TEXT PROVIDED |
[Start of Attachment]

A whole 4-pound chicken, cut into 8 pieces, can be used instead of the chicken parts. Skinless chicken pieces are also an acceptable substitute, but the meat will come out slightly drier. A Dutch oven with an 11-inch diameter can be used in place of the straight-sided sauté pan.

Ingredients
Instructions

·         1. Whisk 1 cup buttermilk, 1 tablespoon salt, hot sauce, 1 teaspoon black pepper, ¼ teaspoon garlic powder, ¼ teaspoon paprika, and pinch of cayenne together in large bowl. Add chicken and turn to coat. Refrigerate, covered, at least 1 hour or up to overnight.

·         2. Adjust oven rack to middle position and heat oven to 400 degrees. Whisk flour, baking powder, 1 teaspoon salt, and remaining 2 teaspoons black pepper, ¾ teaspoon garlic powder, ¾ teaspoon paprika, and remaining cayenne together in large bowl. Add remaining ¼ cup buttermilk to flour mixture and mix with fingers until combined and small clumps form. Working with 1 piece at a time, dredge chicken pieces in flour mixture, pressing mixture onto pieces to form thick, even coating. Place dredged chicken on large plate, skin side up.

[End of Attachment]

PROBLEMS TO WORK ON |
1 > According to the chicken recipe, what diameter of Dutch oven can replace the straight-sided sauté pan?
2 > Continue the chicken recipe after its final sentence.

DATASET RECORDS |
[Start of Attachment]

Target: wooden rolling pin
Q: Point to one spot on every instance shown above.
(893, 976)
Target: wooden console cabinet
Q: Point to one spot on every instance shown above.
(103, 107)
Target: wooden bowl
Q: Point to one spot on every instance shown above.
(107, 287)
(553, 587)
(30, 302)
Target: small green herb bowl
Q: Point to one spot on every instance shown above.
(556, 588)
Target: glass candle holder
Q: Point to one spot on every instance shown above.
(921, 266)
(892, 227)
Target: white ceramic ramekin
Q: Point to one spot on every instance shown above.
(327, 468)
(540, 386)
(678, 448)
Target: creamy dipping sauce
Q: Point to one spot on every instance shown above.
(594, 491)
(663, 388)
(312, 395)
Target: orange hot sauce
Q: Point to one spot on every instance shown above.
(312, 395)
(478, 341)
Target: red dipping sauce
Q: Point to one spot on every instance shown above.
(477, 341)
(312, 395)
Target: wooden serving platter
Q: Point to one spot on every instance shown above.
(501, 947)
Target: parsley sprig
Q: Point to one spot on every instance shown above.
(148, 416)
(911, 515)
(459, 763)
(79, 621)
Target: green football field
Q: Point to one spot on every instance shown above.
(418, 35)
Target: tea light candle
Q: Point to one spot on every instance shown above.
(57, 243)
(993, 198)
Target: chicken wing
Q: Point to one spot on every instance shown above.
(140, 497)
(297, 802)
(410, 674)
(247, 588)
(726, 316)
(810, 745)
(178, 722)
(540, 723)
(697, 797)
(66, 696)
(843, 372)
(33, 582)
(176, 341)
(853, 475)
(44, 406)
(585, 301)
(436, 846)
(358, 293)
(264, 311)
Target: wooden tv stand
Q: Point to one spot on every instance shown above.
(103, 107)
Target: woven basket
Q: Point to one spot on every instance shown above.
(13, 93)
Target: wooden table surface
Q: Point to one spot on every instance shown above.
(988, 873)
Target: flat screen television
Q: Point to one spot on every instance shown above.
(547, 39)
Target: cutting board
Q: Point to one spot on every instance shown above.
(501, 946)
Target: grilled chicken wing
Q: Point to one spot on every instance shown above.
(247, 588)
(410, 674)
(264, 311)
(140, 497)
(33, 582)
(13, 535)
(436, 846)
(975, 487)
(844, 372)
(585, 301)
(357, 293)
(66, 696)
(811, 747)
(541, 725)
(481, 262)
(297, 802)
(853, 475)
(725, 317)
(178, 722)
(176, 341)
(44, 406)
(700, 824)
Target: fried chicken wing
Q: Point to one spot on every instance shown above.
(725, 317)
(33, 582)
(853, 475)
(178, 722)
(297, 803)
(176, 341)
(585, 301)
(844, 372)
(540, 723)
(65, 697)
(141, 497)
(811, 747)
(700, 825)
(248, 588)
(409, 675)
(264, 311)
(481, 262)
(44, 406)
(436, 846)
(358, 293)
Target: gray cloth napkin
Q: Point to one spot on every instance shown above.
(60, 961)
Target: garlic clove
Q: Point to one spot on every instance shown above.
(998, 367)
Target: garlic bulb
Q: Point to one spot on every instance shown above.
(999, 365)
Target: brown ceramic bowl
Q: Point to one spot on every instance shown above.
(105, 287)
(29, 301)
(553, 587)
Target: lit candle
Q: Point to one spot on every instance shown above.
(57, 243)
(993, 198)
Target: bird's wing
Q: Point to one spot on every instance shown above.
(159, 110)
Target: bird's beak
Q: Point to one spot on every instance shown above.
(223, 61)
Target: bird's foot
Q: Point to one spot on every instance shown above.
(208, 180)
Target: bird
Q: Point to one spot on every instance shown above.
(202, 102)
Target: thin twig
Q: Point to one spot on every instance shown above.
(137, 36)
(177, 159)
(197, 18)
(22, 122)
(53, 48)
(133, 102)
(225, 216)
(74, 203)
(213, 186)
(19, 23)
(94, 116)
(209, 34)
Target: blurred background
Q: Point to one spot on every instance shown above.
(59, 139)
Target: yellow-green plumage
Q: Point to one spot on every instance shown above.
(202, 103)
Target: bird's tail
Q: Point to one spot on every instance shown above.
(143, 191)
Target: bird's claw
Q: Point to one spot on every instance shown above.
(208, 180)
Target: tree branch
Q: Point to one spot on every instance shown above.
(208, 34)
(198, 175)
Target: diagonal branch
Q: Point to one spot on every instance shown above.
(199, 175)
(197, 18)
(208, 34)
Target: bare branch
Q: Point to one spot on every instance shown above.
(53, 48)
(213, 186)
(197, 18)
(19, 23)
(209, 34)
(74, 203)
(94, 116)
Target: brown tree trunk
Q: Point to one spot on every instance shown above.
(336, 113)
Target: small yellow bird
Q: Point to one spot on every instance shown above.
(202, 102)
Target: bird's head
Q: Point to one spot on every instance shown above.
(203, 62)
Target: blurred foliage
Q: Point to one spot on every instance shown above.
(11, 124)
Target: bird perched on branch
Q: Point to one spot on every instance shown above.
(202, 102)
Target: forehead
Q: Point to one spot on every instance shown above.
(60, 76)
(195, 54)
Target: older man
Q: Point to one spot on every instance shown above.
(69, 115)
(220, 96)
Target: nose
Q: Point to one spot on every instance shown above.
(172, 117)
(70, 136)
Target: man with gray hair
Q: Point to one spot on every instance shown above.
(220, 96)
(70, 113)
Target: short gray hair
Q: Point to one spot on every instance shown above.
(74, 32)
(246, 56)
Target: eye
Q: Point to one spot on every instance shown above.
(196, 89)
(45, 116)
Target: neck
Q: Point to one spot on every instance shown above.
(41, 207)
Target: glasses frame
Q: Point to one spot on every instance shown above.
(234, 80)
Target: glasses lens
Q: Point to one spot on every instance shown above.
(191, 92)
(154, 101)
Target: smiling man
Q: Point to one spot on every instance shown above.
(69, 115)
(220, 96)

[End of Attachment]

OUTPUTS IN ORDER |
1 > An 11-inch Dutch oven.

2 >
·         3. Heat oil in 11-inch straight-sided sauté pan over medium-high heat to 375 degrees. Carefully place chicken pieces in pan, skin side down, and cook until golden brown, 3 to 5 minutes. Carefully flip and continue to cook until golden brown on second side, 2 to 4 minutes longer. Transfer chicken to wire rack set in rimmed baking sheet. Bake chicken until instant-read thermometer inserted into thickest part of chicken registers 160 degrees for breasts and 175 for legs and thighs, 15 to 20 minutes. (Smaller pieces may cook faster than larger pieces. Remove pieces from oven as they reach -correct temperature.) Let chicken rest 5 minutes before serving.

Technique

·         A Better, Easier Approach to Fried Chicken

We fine-tuned the first part of our fried chicken recipe to achieve well-seasoned meat with a thick coating tailor-made to turn craggy and crunchy—then revolutionized how we cooked it.

1. BRINE IN BUTTERMILK

Soaking the chicken in seasoned buttermilk both enhances flavor and ensures that the meat retains moisture.

2. COAT IN BUTTERMILK

Adding a little buttermilk to the dry ingredients of the coating creates irregular texture, which translates to extra crunch.

3. START ON STOVETOP

Frying in 1 3/4 cups of oil jumpstarts a super-crisp coating with minimal cleanup.

4. FINISH IN OVEN

Transferring the chicken to a 400-degree oven allows it to cook through without overbrowning.

Technique

·         Oil Shortage

Property frying chicken from start to finish using traditional methods requires lots of messy oil. Our hybrid stove-to-oven method cuts it way back.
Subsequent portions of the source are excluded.